Work required: Copy the data below exactly, omitting any picture it contains.

-- start of Data for this task --

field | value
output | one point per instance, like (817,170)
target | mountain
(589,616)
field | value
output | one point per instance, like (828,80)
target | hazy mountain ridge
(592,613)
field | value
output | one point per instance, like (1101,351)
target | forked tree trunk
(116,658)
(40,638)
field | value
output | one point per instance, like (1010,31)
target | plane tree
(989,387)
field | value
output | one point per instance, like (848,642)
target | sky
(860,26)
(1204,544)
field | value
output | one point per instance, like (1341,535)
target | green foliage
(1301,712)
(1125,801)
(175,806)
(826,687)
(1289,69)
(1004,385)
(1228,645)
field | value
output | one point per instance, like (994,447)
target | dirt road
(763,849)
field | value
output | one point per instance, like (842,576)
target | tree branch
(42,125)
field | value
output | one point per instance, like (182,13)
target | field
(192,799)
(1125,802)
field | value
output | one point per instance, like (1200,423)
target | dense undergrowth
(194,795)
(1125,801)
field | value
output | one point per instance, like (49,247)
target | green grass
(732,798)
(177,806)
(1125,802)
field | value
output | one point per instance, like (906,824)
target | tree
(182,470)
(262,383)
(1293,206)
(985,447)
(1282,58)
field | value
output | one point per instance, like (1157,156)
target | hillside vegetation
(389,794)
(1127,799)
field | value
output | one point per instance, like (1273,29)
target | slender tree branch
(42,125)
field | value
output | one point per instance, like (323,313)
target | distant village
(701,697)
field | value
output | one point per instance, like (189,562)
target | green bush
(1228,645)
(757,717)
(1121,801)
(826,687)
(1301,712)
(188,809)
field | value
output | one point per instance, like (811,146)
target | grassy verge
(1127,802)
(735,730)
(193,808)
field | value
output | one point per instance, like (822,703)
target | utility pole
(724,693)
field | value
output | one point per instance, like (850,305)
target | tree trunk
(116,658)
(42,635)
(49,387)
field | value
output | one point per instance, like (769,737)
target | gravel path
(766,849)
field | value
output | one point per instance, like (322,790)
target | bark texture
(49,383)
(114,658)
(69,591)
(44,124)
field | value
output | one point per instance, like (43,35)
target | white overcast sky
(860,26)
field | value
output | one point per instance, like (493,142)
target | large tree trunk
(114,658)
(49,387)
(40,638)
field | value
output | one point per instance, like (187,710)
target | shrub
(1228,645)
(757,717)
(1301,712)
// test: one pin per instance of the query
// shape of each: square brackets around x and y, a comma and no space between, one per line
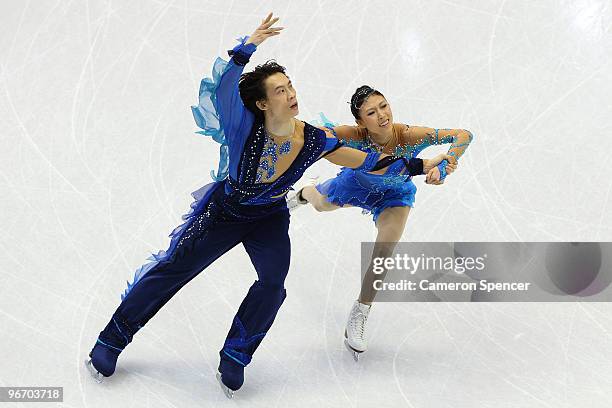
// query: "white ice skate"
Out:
[228,392]
[354,333]
[92,370]
[294,199]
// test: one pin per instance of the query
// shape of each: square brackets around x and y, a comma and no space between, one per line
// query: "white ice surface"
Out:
[98,158]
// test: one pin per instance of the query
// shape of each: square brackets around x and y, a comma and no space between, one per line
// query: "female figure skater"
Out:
[264,152]
[388,197]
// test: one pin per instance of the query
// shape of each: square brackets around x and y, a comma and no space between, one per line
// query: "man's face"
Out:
[281,101]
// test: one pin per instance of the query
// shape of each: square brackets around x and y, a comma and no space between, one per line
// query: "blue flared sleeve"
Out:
[220,112]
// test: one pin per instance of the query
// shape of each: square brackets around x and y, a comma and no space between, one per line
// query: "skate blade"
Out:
[228,393]
[354,352]
[94,373]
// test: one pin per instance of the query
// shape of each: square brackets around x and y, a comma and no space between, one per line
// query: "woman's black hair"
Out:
[251,85]
[361,94]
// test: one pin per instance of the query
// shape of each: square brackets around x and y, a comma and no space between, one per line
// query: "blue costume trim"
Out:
[207,118]
[206,114]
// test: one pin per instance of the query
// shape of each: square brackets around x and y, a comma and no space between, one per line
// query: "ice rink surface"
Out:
[99,157]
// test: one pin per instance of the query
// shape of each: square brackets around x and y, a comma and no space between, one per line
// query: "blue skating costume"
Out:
[376,192]
[245,205]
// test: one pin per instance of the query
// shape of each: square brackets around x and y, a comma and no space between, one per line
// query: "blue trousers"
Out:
[219,227]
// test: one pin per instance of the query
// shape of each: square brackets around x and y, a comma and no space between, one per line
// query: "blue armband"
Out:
[369,162]
[241,54]
[442,168]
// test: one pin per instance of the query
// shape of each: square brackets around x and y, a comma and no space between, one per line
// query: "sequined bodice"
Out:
[277,156]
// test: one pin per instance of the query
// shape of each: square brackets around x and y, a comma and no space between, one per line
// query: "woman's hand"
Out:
[433,177]
[429,164]
[264,31]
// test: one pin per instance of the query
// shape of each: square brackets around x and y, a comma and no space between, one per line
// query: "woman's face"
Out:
[375,115]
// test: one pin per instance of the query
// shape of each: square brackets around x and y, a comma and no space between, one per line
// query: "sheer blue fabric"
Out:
[220,111]
[222,116]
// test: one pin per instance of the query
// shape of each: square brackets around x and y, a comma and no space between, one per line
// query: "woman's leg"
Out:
[318,200]
[390,225]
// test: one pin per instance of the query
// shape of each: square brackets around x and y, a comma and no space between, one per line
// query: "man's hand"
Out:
[264,31]
[429,164]
[433,177]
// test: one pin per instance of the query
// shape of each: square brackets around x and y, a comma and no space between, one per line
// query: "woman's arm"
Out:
[376,163]
[422,137]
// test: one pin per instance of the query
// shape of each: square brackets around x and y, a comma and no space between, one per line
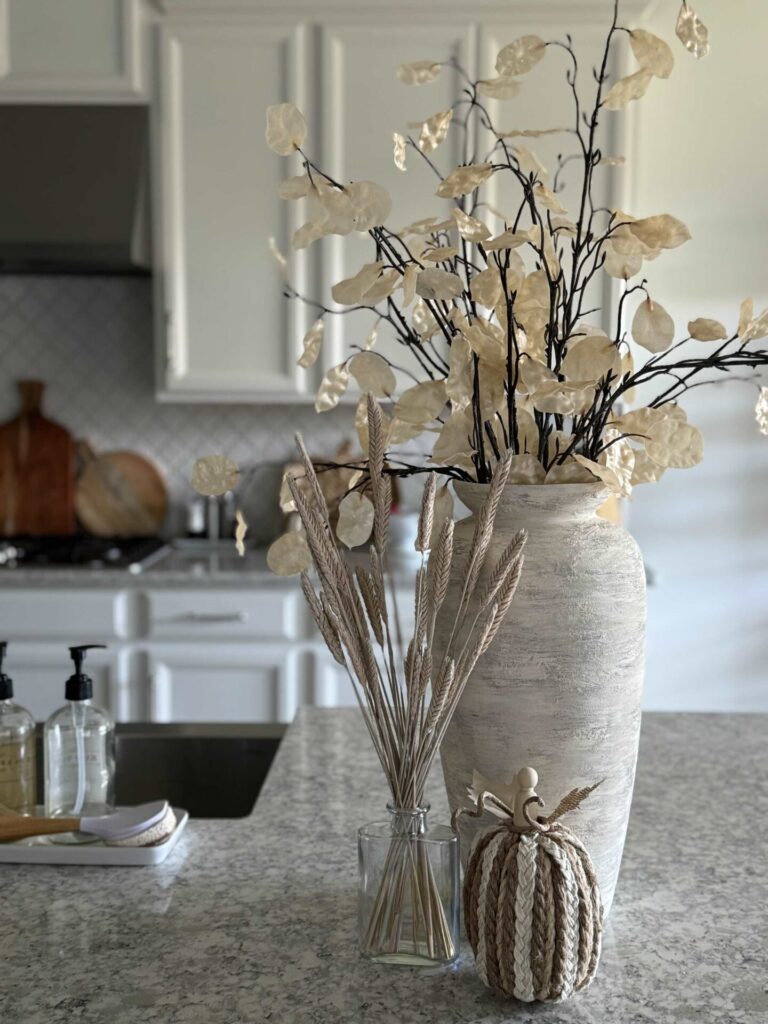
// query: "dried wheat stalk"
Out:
[407,701]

-- end of Data for this task --

Result for this exercise:
field | value
output | one point per instance, like (817,170)
target | mountain
(589,616)
field | value
output | one point per instance, like (828,80)
target | hazy mountain ridge
(592,613)
field | value
output | one point per instance, like (1101,351)
target | forked tree trunk
(116,658)
(40,638)
field | value
output | one point per instance, like (1010,31)
target | plane tree
(989,387)
field | value
output | one point per instance, like (848,642)
target | sky
(860,26)
(1204,544)
field | value
output | one point per instance, like (1341,535)
target | green foliage
(1301,712)
(1125,801)
(175,806)
(826,687)
(1289,69)
(1004,385)
(1228,645)
field | value
output | one point per instance, like (994,447)
target | dirt road
(763,849)
field | value
output | one point per instance, like (842,576)
target | tree branch
(42,125)
field | value
output | one point per instance, like (182,13)
target | field
(192,799)
(1125,802)
field | value
output | one point per instance, like (1200,423)
target | dense undergrowth
(194,795)
(1125,801)
field | value
output | one point per instance, like (49,247)
target | green grass
(732,798)
(177,806)
(1125,802)
field | value
output | one point per instance, like (906,824)
target | tree
(182,470)
(262,383)
(1293,206)
(985,447)
(1282,58)
field | value
output | one point per instance, like (1157,156)
target | hillside vegetation
(389,794)
(1127,799)
field | value
output | one point per instance, like (1273,29)
target | slender tree branch
(42,125)
field | value
output | one point per instance, like (323,313)
target | distant village
(701,697)
field | value
output | one point per instance, like (189,562)
target | green bush
(1228,645)
(757,717)
(1121,801)
(826,687)
(1301,712)
(188,809)
field | value
output | one point per instance, like (811,146)
target | grassy verge
(1127,802)
(735,730)
(193,808)
field | value
output | one point per instance, like (822,703)
target | utility pole
(724,693)
field | value
output | one point per instance, like (850,305)
target | tree trunk
(116,658)
(42,635)
(49,387)
field | value
output | one point per instance, like (769,737)
target | gravel path
(766,849)
field | value
output | one point per instance, like (322,790)
target | bark texture
(49,383)
(114,658)
(69,591)
(44,124)
field | value
output | one point per instance, like (43,35)
target | white overcast sky
(860,26)
field | value
output | one point per instance, like (493,142)
target | large tree trunk
(114,658)
(49,387)
(40,638)
field | value
output | one point per instance, like (187,710)
target | shrub
(1228,645)
(757,717)
(1301,712)
// test: one pin per instance of the query
// shape of each: square brackets around x and y, a comma and no space between, one per line
// query: "white ice skate"
Out:
[228,392]
[354,333]
[92,370]
[294,199]
// test: one pin per instance of the query
// shape of each: square brackets around x and y, a comma and no space between, one per line
// query: "white ice surface"
Out:
[98,158]
// test: one pin per instance of the query
// shape of each: square brackets around x and y, a comma and no space between, one per line
// query: "female figure skater"
Out:
[264,152]
[388,197]
// test: one pin per instance of the query
// shape of each: square brackets around x and y, a comma and no space between, one per line
// query: "man's face"
Out:
[281,101]
// test: one pin per instance of the query
// shape of each: square brackets around x and y, a comma and no space between, one per line
// query: "blue flared sleeve"
Out:
[220,112]
// test: one pin per instance of the query
// shape of each: square brackets around x and y, a comma and no space between, one per line
// query: "skate blade"
Out:
[228,393]
[354,352]
[94,373]
// test: one pin per instance of the query
// shape of each: square brackets around x and y, a comma and no space between, one per line
// query: "woman's black hair"
Out:
[251,85]
[361,94]
// test: one pin per instance of the query
// shape of each: square brackets around x and y, a comma and no space between, one per line
// query: "blue costume trim"
Out:
[207,118]
[206,114]
// test: one pin per instance of the query
// shape of each: square brackets around x and y, a comma and no space between, one per line
// query: "ice rink surface"
Out:
[99,157]
// test: one pin per instance of the query
// shape of each: square brackets around x and y, a comma and no space between, one per line
// query: "blue skating costume"
Out:
[376,192]
[245,205]
// test: one pin per instance of the query
// shape of each: square brackets around x and y, a comma and no space between, one per line
// query: "blue trousers"
Out:
[219,227]
// test: one pin per instance of the query
// shape of each: square brackets around x and y, a comma and no space between, one per line
// query: "blue armband"
Out:
[369,162]
[241,54]
[442,168]
// test: one pin per instance of the query
// shape of each: square brackets around x and y, a comma and no space between, one per line
// query: "sequined bodice"
Out:
[277,156]
// test: one pin per instance of the query
// shape of each: square brackets around x and y, a comma and no space between, one per line
// query: "woman's hand"
Out:
[433,177]
[429,164]
[264,31]
// test: one pin per instance of the query
// shape of each: square brackets around x and y, a comma and no space between, one per line
// query: "woman's face"
Out:
[375,115]
// test: one pin per instance of the query
// shape of each: square brackets around x and y, a comma and no space between, one per line
// query: "sheer blue fabric"
Out:
[220,111]
[222,116]
// test: one pin per instance of the query
// shape of each: square brackets around x and y, a comma and no space between, one per line
// query: "woman's leg"
Out:
[318,200]
[390,225]
// test: one pin per instance of the query
// shape of each: square brackets around x and y, a comma and no space between, one per line
// query: "man's hand"
Out:
[264,31]
[429,164]
[433,177]
// test: one pin per instance of the query
// shape of each: square brackets around x and y, a comma and no space between, one per line
// query: "woman's arm"
Out:
[376,163]
[422,137]
// test: one pin per instance of the query
// shape of each: square brackets around x and y, a comma and no space between, one per line
// query: "dried wheat stalk"
Out:
[407,701]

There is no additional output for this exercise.